Brief: Continue the following passage on painting and writing, starting after its final words, "It unfolds."

Painting is my darling pleasure. And because it’s a pleasure, I don’t push myself a lot with it. Like what I said about writing and Zen, if I really look at it (painting), it’s important to me and it feeds my life and I relax with it. I relax and don’t worry about when I do it, if I do it.

For instance, I was in Point Reyes, California for a month in May, and I painted a lot then. Since I came home, I haven’t painted in over 6 months. So part of me thinks, Oh, painting is done. Then about three weeks ago, I realized, No painting’s not done. You’re writing these essays, and these essays use the same energy that painting does.

In a way, an essay is like a square canvas where I try to fit in as much detail as I can. That’s what I do with painting. I realized that I hadn’t been painting because I was painting with my writing. As soon as I realized that, of course, I’ve just done three paintings (laughs). I just went back into the studio.

People want a clear delineation: I write for four hours a day, then I paint for two hours. Life isn’t like that. It unfolds.

Data segment:

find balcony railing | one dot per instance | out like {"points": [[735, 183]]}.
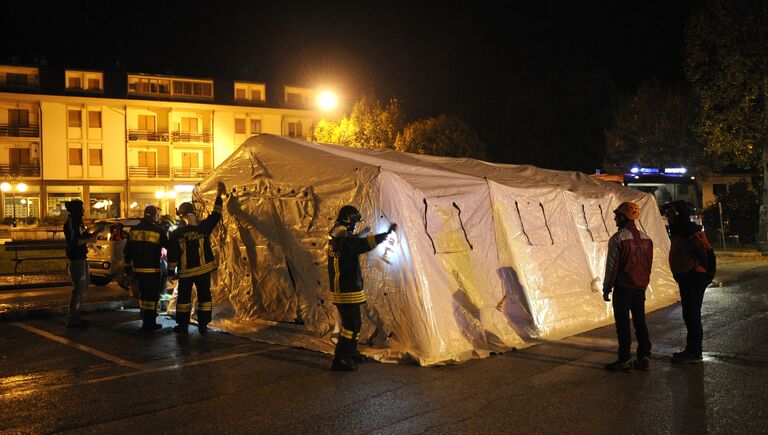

Result:
For instance, I was burning to learn abstract painting, which I talked about in Living Color. So, 15 years ago, I started to do it; I’d go out on a picnic table in Taos, in Kit Carson Park, and I’d just do abstracts, or what I thought were abstracts. I didn’t think they were that good. Literally, last night, I pulled out those notebooks and they’re some of the best abstracts I’ve ever done. They’re wonderful.

Do you see what I mean? We have the idea that, No, they should be better now because I’ve been doing it for 15 years. But maybe when I was really burning for them was when they really came to me. There’s no linear thing. Basically, you have to have a soft heart and a willingness just to make that first step and step in. And you get wet.

Just like you (addressing ybonesy). You have an important straight job, and then you go to half time for a while so you can do more art. Then you go back to full time. Our life is a spiral. And you also realize, I like this work I do. And I like painting. It doesn’t have to be either/or.


red Ravine: One of the things we want to talk about is loneliness — because writing is lonely. There’s a chapter in Writing Down the Bones called “Engendering Compassion” where you talk about the Black Dog, Loneliness. You say, “When I don’t feel loneliness, I know I’m not in connection with the edge of my life. I look around for that Black Dog, Loneliness, and make sure it’s near me.” After 35 years of writing and teaching, has your relationship with the Black Dog changed? And when you feel lonely or empty, where do you go to refill the well?

Natalie: That’s a really good question. I want to say, “Oh yes, I have a much better relationship with it,” but right now, I’m dealing with (the fact that) my mother died three months ago. So the loneliness is so deep. Whatever engendered it when I was a child is just burning in me now.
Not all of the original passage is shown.